▶ Text section
════════════════════

• Get to a safe place.
  • Contact someone who can help you: a friend, the police (911), the Midland Rape Crisis and Children’s Advocacy Center (682-RAPE).
  • Do not shower, drink or eat, douche, or change your clothes. These activities destroy important evidence in the event that you decide to prosecute the assailant.
  • Get medical attention. You may have hidden injuries and may want to explore options for preventing pregnancy or sexually transmitted diseases.
  • Write down everything that you remember happening, with as much detail as possible. This can help with your own healing process and in any legal action you might decide to take.


  • Your attacker was an acquaintance, date, friend or spouse.
  • You have been sexually intimate with that person or with others before.
  • You were drinking or using drugs.
  • You did not or could not say “no,” or were unable to fight back physically.
  • You were wearing clothes that others may consider to be seductive.


The following list summarizes the range of reactions to sexual assault that may help you know what’s normal to expect. Remember – sexual assault is a crisis, and people handle crises in different ways.

  • Emotional Shock: I feel so numb. Why am I so calm? Why can’t I cry?
  • Disbelief: Did it really happen? Why me? Maybe I just made it up.
  • Embarrassment: What will people think? I can’t tell my family or friends.
  • Shame: I feel so dirty, like there is something wrong with me. I want to wash my hands or shower all the time.
  • Guilt: I feel as if it’s my fault, or I did something to make this happen.
  • Depression: How am I going to get through this? I’m so tired. I feel so helpless. Maybe I’d be better off dead.
  • Powerlessness: Will I ever feel in control again?
  • Disorientation: I don’t even know what day it is, or what class I’m supposed to be in. I can’t remember my appointments. I keep forgetting things.
  • Triggers: I keep having flashbacks. I’m still re-living it. I see his face all the time.

════════════════════

Referring expression pointing data
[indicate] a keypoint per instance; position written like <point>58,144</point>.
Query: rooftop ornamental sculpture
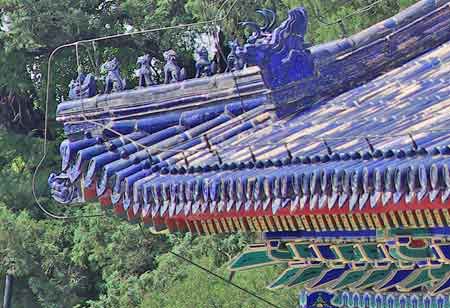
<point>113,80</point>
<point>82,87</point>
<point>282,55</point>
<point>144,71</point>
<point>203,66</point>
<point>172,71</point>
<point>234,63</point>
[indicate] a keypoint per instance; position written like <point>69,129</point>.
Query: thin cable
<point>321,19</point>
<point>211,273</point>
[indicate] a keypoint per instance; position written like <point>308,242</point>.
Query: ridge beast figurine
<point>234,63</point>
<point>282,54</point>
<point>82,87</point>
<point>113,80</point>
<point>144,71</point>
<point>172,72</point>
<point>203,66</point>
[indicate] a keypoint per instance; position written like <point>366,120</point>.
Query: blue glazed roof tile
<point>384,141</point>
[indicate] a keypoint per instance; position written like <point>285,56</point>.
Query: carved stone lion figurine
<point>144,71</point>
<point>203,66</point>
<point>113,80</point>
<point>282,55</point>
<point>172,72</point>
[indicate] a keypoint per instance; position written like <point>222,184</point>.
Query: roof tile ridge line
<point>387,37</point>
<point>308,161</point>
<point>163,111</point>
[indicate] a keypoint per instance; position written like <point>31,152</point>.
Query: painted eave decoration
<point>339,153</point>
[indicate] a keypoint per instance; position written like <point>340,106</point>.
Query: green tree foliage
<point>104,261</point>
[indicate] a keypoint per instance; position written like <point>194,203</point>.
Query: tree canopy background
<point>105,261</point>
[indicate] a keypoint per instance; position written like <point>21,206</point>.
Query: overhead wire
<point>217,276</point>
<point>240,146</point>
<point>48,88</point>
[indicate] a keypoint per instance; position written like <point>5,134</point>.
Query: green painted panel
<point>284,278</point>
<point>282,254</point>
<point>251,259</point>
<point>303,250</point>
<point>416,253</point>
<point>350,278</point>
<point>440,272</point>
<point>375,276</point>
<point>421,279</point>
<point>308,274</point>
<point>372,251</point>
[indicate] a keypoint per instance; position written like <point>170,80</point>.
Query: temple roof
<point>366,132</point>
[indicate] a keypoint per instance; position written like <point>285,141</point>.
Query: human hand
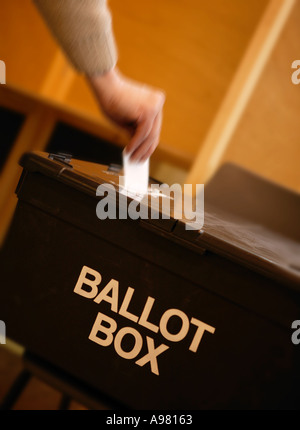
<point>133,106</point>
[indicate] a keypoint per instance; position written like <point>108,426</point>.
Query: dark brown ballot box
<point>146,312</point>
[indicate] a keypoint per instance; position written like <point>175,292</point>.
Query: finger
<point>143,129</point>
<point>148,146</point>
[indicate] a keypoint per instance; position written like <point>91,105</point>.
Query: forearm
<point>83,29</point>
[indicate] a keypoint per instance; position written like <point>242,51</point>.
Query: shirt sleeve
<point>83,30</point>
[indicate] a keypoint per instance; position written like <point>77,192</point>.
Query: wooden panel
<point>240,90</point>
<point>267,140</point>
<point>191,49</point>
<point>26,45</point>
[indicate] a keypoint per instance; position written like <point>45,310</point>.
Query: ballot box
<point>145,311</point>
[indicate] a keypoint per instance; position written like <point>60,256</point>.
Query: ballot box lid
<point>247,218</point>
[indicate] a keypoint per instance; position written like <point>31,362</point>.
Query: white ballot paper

════════════════════

▶ Assigned task
Proceed with the text on coping after a sexual assault, starting right after its final line.

▶ Solved exercise
  • Denial: It wasn’t really a “rape.”
  • Fear: I’m scared of everything. What if I’m pregnant? Coud I get an STD, or even AIDS? How can I ever feel safe again? Do people realize there’s anything wrong? I can’t sleep because I know I’ll have nightmares. I’m afraid I’m going crazy. I’m afraid to go outside. I’m afraid to be alone.
  • Anxiety: I’m having panic attacks. I can’t breath! I just can’t stop shaking. I can’t sit still in work/class anymore. I feel overwhelmed.
  • Anger: I want to kill the person who attacked me!
  • Physical Stress: My stomach (or head or back) aches all the time. I feel jittery and don’t feel like eating.


Talking about the assault with someone who can listen in understanding and affirming ways –whether it’s a friend, family member, crisis hotline counselor is a key part of the healing process. However, talking about the assault may be hard to do. In fact, it is common to want to avoid conversations and situations that may remind you of the assault. You may have a sense of wanting to “get on with life” and “let the past be the past.” This is a normal part of the recovery process and may last for weeks or months. Eventually you will need to deal with fears and feelings in order to heal and regain a sense of control over your life. Calling the 24-Hour Crisis Hotline (682-RAPE) is a step toward healing.

For Family and Friends

After a sexual assault a person needs to:

  • Feel safe.
  • Be believed.
  • Obtain medical assistance.
  • Know she or he was not at fault.

If you know someone who has been assaulted and you have questions about getting them help, call 682-RAPE 24 hours a day, seven days a week.

Things you can do to help:

  • Listen without making judgments. Try simply to understand the survivor’s feelings.
  • Be there and give comfort. The survivor may need to talk a lot or at odd hours at the beginning. Be there as much as you can and encourage the survivor to talk to others.
  • Encourage the person to seek professional help. (See Programs and Services)
  • Be patient. Don’t try to rush the healing process or “make it better.”
  • Accept the person’s choice of what to do about the rape. Ask what is needed, help the survivor list some options, then encourage independent decision-making, even if you disagree. It is very important that the survivor make decisions and have them respected.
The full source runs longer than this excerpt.